▶ [Dataset extract]
>>>>>

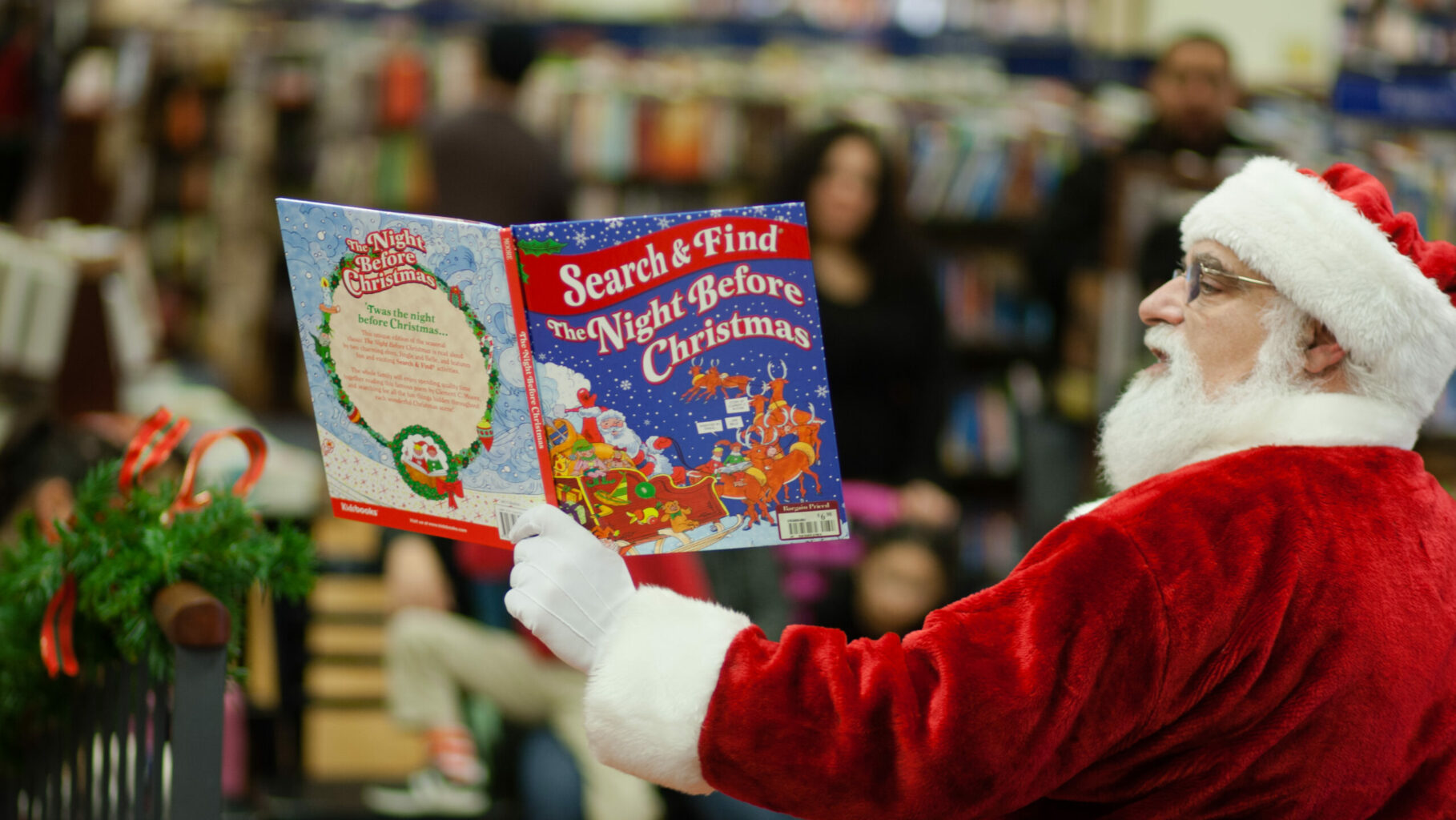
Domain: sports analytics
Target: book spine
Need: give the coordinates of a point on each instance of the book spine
(523, 345)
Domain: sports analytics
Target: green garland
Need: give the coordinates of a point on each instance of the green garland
(322, 345)
(398, 449)
(121, 555)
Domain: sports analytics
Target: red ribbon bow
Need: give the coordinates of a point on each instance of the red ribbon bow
(155, 440)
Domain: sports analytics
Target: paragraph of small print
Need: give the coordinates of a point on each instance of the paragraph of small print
(808, 521)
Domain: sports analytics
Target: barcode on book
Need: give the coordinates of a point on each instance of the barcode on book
(505, 519)
(808, 521)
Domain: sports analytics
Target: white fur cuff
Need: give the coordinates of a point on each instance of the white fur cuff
(648, 689)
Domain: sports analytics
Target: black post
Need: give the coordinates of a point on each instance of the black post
(197, 734)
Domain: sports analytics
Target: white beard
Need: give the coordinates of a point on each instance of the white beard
(1164, 421)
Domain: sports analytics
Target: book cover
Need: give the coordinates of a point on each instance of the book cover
(418, 364)
(682, 376)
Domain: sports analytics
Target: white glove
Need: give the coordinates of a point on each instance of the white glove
(565, 587)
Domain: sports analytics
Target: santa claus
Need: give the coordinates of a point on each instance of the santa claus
(1261, 622)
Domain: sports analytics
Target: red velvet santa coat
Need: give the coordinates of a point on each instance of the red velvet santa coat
(1269, 633)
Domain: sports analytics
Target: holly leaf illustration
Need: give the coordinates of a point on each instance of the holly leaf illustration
(539, 247)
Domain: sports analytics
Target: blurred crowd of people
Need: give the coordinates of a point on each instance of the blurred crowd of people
(450, 641)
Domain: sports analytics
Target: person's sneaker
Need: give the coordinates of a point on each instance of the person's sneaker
(427, 793)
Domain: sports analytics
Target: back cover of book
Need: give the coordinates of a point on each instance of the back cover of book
(682, 376)
(411, 345)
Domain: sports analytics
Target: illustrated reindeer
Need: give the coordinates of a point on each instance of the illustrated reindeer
(774, 417)
(782, 466)
(706, 384)
(747, 484)
(747, 487)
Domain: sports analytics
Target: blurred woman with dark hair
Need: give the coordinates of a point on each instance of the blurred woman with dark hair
(884, 337)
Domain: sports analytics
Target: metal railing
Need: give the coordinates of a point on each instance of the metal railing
(131, 747)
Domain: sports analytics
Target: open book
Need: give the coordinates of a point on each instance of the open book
(657, 377)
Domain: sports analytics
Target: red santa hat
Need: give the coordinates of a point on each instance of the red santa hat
(1334, 245)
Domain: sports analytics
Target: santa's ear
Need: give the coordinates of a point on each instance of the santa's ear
(1324, 352)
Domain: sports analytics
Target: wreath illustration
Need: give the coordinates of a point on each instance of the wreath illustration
(418, 481)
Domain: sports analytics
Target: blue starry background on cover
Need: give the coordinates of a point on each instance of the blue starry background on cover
(616, 379)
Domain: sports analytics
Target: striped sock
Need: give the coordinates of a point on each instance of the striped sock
(452, 750)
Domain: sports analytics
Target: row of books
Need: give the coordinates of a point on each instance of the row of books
(987, 303)
(980, 434)
(983, 168)
(1401, 32)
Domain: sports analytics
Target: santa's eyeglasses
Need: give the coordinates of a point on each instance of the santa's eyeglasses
(1194, 274)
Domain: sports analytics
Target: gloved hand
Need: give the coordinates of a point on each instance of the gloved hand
(565, 587)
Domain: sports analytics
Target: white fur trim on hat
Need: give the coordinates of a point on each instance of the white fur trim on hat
(1322, 254)
(648, 689)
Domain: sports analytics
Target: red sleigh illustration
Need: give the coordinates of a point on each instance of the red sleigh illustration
(606, 492)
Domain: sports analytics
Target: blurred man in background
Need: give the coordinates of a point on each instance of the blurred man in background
(485, 165)
(1193, 90)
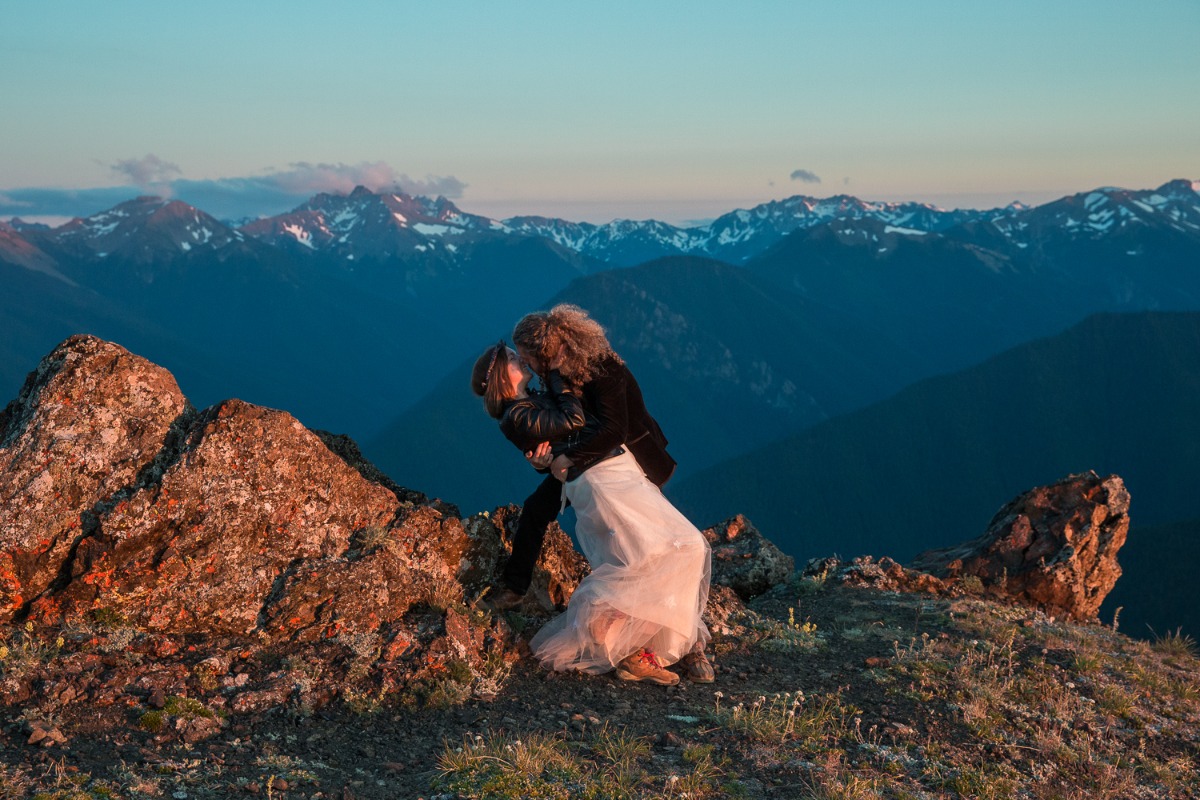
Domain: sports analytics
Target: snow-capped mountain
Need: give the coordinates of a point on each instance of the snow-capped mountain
(736, 236)
(367, 226)
(741, 235)
(144, 229)
(1174, 205)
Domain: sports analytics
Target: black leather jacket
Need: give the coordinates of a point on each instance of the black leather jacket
(555, 415)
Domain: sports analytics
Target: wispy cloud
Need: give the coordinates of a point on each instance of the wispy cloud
(303, 178)
(274, 191)
(148, 170)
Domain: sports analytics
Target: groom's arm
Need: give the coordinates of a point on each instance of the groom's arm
(607, 400)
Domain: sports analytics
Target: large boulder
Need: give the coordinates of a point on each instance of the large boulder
(1054, 547)
(87, 427)
(120, 500)
(744, 559)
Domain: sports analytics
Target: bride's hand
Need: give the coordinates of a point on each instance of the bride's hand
(539, 457)
(559, 467)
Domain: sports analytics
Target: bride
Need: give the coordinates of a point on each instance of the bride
(640, 608)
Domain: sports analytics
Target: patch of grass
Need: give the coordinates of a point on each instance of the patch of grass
(610, 764)
(1174, 644)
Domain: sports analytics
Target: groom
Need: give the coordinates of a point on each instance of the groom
(612, 397)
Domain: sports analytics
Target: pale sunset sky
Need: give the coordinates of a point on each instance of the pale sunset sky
(592, 112)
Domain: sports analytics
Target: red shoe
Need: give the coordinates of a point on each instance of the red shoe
(645, 665)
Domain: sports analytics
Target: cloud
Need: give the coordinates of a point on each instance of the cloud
(147, 170)
(227, 198)
(306, 179)
(11, 202)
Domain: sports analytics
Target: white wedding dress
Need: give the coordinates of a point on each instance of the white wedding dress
(648, 585)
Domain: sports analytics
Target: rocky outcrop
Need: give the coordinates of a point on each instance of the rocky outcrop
(123, 501)
(1054, 547)
(87, 427)
(232, 554)
(744, 559)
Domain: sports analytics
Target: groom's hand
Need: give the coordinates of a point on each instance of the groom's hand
(539, 457)
(559, 465)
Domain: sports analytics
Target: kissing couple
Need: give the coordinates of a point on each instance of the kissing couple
(639, 611)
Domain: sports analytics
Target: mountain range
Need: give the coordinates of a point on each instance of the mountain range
(1117, 394)
(363, 312)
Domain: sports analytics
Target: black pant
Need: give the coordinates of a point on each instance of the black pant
(539, 510)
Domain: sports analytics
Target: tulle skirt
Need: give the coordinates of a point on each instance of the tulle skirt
(648, 585)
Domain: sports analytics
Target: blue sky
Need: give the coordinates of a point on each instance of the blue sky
(672, 110)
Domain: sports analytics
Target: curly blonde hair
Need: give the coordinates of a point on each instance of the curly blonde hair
(568, 336)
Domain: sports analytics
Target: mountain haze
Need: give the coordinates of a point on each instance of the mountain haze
(929, 467)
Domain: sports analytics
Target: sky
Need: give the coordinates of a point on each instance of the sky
(592, 112)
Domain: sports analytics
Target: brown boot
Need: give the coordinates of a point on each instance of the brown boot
(697, 668)
(645, 665)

<<<<<

▶ [What to do] Pictures in the records should not appear in your copy, but everything else must be transcribed exactly.

▶ [Finished task]
Domain: sports analytics
Target: book spine
Need: give the coordinates of a point on each instance of the book spine
(523, 345)
Domain: sports analytics
Target: green garland
Need: give the coordinates of a point on each instance of the green garland
(322, 345)
(398, 449)
(121, 555)
Domain: sports analytics
Target: red ribbon bow
Need: give the coordinates of a point on each instance of the red ribbon bow
(155, 440)
Domain: sports analytics
Target: paragraph of small print
Need: give the coordinates of a point on each instance of the paragraph of small print
(808, 521)
Domain: sports analytics
Target: barcode on book
Need: give the coordinates of a point on each instance of the barcode on book
(505, 519)
(808, 521)
Domain: sports analytics
Target: white fur cuff
Need: give the coordinates of a point on each instance of the white fur cuff
(648, 689)
Domain: sports analytics
Target: black post
Need: give the coordinates of a point on each instance of the black post
(197, 734)
Domain: sports analytics
Target: white beard
Need: give the coordinates of a point on each instance of the white beard
(1164, 421)
Domain: sports analytics
Target: book cover
Need: give the coordinates of a point on each instance of the book cover
(418, 364)
(682, 376)
Domain: sports analytics
Target: white glove
Need: give the coordinates of a point on each instance of the white glove
(565, 587)
Domain: sports analytics
Target: santa claus
Need: give the coordinates of a point on each instance of the santa claus
(1261, 622)
Domain: sports analytics
Target: red velvet santa coat
Need: give the coordinates of a point on each instance of the red velvet santa coat
(1269, 633)
Domain: sports analytics
Target: holly leaf illustration
Need: give the coordinates of a point on each instance of the holly leaf illustration
(539, 247)
Domain: sports analytics
Target: blurred crowd of people
Need: give the coordinates of a point on each instance of the blurred crowd of people
(450, 641)
Domain: sports analytics
Target: person's sneaker
Need: give the coordinates of a point on each instance of the person's sneaker
(427, 793)
Domain: sports analytics
Target: back cover of book
Need: give the coordinates of a point on each instance of the back cover of book
(682, 376)
(411, 345)
Domain: sports analytics
Target: illustrated reindeer
Need: give the coordinates of a point on each instance of the illustrated reindeer
(774, 417)
(782, 466)
(706, 384)
(747, 484)
(747, 487)
Domain: sports analytics
Target: blurred woman with dark hair
Need: give the coordinates of a point on each instance of the blurred woman with dark hair
(884, 337)
Domain: sports analytics
Target: metal railing
Need: give the coordinates of a point on each instance of the metal railing
(131, 747)
Domain: sports analytics
Target: open book
Need: give the coordinates of a point on each instance of the open book
(657, 377)
Domain: sports analytics
Target: red santa hat
Need: give the coordinates of a point on each instance of the red santa hat
(1334, 245)
Domain: sports analytics
Target: santa's ear
Need: give the coordinates of a point on each instance of the santa's ear
(1324, 352)
Domain: sports analytics
Target: wreath illustration
Need: give the coordinates of a point on each instance of the wreath illustration
(418, 481)
Domain: sports analytics
Target: blue starry background on cover
Need: give the coordinates of a point on each instance of the blue starry background on cover
(616, 379)
Domain: sports analytics
Target: striped sock
Need: give the coordinates of a point on each instance of the striped sock
(452, 750)
Domain: sports analytics
Target: row of books
Need: give the coordinates of a point on each instance of the row of books
(987, 303)
(980, 434)
(983, 168)
(1401, 32)
Domain: sports analytics
Target: santa's eyeglasses
Need: give the coordinates of a point on each instance of the santa's eyeglasses
(1194, 274)
Domain: sports analytics
Target: gloved hand
Need: give the coordinates of a point on each instance of the gloved hand
(565, 587)
Domain: sports analytics
Target: white fur trim on hat
Need: give the coordinates of a point on each instance of the white fur trim on hat
(1322, 254)
(648, 689)
Domain: sports analytics
Target: red sleigh illustration
Need: give the coordinates of a point on each instance of the red sleigh illustration
(606, 492)
Domain: sports analytics
Target: blurred man in background
Need: give the coordinates of a point on each instance of the blurred man in background
(485, 165)
(1193, 90)
Domain: sports analytics
Target: snow-capped mountain
Need: give the coordinates of a point on each instance of the snow-capped mountain
(736, 236)
(367, 226)
(741, 235)
(144, 229)
(1174, 205)
Domain: sports analytics
Target: black leather jacket
Need: give the coordinates of a point on each instance of the black leather jacket
(555, 415)
Domain: sports analytics
Target: wispy cloud
Need: give the coordinates of a point on each instance of the wispy cloud
(303, 178)
(274, 191)
(148, 170)
Domain: sports analytics
Target: groom's arm
Need: give the coordinates of a point on each instance of the groom's arm
(607, 400)
Domain: sports analytics
Target: large boulder
Need: give the coordinates of a point on each instance of the large boulder
(1054, 547)
(87, 427)
(120, 500)
(744, 559)
Domain: sports analytics
Target: bride's hand
Need: give the coordinates of a point on each instance of the bride's hand
(539, 457)
(559, 467)
Domain: sports analytics
Target: bride
Need: give the coordinates of a point on each instance of the bride
(640, 608)
Domain: sports analytics
Target: patch of grass
Need: give the coordinates of a point on each instance of the patch of grass
(610, 764)
(1174, 644)
Domain: sports analytics
Target: groom
Need: give the coordinates of a point on each instance of the groom
(612, 397)
Domain: sports analytics
Target: pale sunset sky
Need: give the coordinates of a point on each instance of the pale sunset sky
(592, 112)
Domain: sports analytics
Target: red shoe
Need: give the coordinates of a point on each instance of the red shoe
(645, 665)
Domain: sports analytics
Target: cloud
Need: give the coordinates of a point on each instance of the cloud
(147, 170)
(227, 198)
(306, 179)
(11, 202)
Domain: sports analytics
Target: white wedding dress
Need: give the coordinates of a point on each instance of the white wedding dress
(648, 585)
Domain: sports analytics
Target: rocky outcrop
Need: give the coordinates of a point on each instance of the rocky outcrop
(123, 501)
(1054, 547)
(87, 427)
(232, 554)
(744, 559)
Domain: sports analytics
Target: groom's hand
Need: give the coordinates of a point on each instance of the groom's hand
(539, 457)
(559, 465)
Domain: sports analytics
Target: kissing couple
Need: give the coordinates of a point on each instance of the kissing couple
(639, 611)
Domain: sports analytics
Target: mountain range
Need: give the coordinates of a point on each instance of the mountain range
(1117, 394)
(363, 312)
Domain: sports analytics
Target: black pant
Need: give the coordinates of a point on each instance of the black pant
(539, 510)
Domain: sports analytics
Target: tulle skirt
Need: give the coordinates of a point on each instance of the tulle skirt
(648, 585)
Domain: sports analytics
Target: blue sky
Need: give the coordinates of a point on each instance of the blue sky
(672, 110)
Domain: sports analytics
Target: curly blonde hair
Need: give the coordinates of a point on each instance of the curly blonde hair
(568, 336)
Domain: sports analytics
Target: mountain haze
Need: give the coordinates of a point on each instance of the mountain haze
(929, 467)
Domain: sports analytics
Target: sky
Need: give the coordinates of a point on each instance of the sky
(592, 112)
Domain: sports analytics
Target: brown boot
Need: give the coordinates of a point on each instance of the brown boot
(697, 668)
(645, 665)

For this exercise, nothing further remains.